- _Passage for review_:
Start of Block

On top of all that, I don’t really understand the desire to keep writing new Erlang web frameworks for performance reasons. As I stated earlier, if a framework uses Erlang’s built-in packet decoding and socket handling, it won’t perform a great deal better than any other Erlang web framework. OTOH, if someone writes a new framework with the hope of providing a really nice new programming model — webmachine is a fantastic example of this — then they shouldn’t be “proving” how good the programming model is by trying to show how fast it is. Ever seen webmachine being advertised via performance benchmarks? Neither have I.

End of Block

- _Given information_:
Start of Block

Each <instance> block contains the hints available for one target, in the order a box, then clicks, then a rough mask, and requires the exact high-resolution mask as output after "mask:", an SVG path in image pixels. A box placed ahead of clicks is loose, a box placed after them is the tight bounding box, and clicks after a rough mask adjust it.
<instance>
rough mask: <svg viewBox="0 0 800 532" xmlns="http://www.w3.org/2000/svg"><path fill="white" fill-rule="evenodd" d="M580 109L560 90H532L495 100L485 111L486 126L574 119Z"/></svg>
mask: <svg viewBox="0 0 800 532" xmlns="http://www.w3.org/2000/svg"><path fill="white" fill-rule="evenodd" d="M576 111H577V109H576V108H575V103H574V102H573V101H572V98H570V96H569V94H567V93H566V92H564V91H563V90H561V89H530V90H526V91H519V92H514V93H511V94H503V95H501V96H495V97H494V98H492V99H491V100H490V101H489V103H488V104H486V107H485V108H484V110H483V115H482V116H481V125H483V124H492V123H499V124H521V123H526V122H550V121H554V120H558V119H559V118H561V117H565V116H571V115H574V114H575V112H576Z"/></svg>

End of Block

- _Job item 1_: In the passage on Erlang web frameworks, which framework is named as a fantastic example of a really nice new programming model?
- _Job item 2_: From the passage on Erlang web frameworks, reproduce word for word the part that opens with "On top of all" and closes with "Neither have I.".

- _Task response 1_: Webmachine

- _Task response 2_:
On top of all that, I don’t really understand the desire to keep writing new Erlang web frameworks for performance reasons. As I stated earlier, if a framework uses Erlang’s built-in packet decoding and socket handling, it won’t perform a great deal better than any other Erlang web framework. OTOH, if someone writes a new framework with the hope of providing a really nice new programming model — webmachine is a fantastic example of this — then they shouldn’t be “proving” how good the programming model is by trying to show how fast it is. Ever seen webmachine being advertised via performance benchmarks? Neither have I.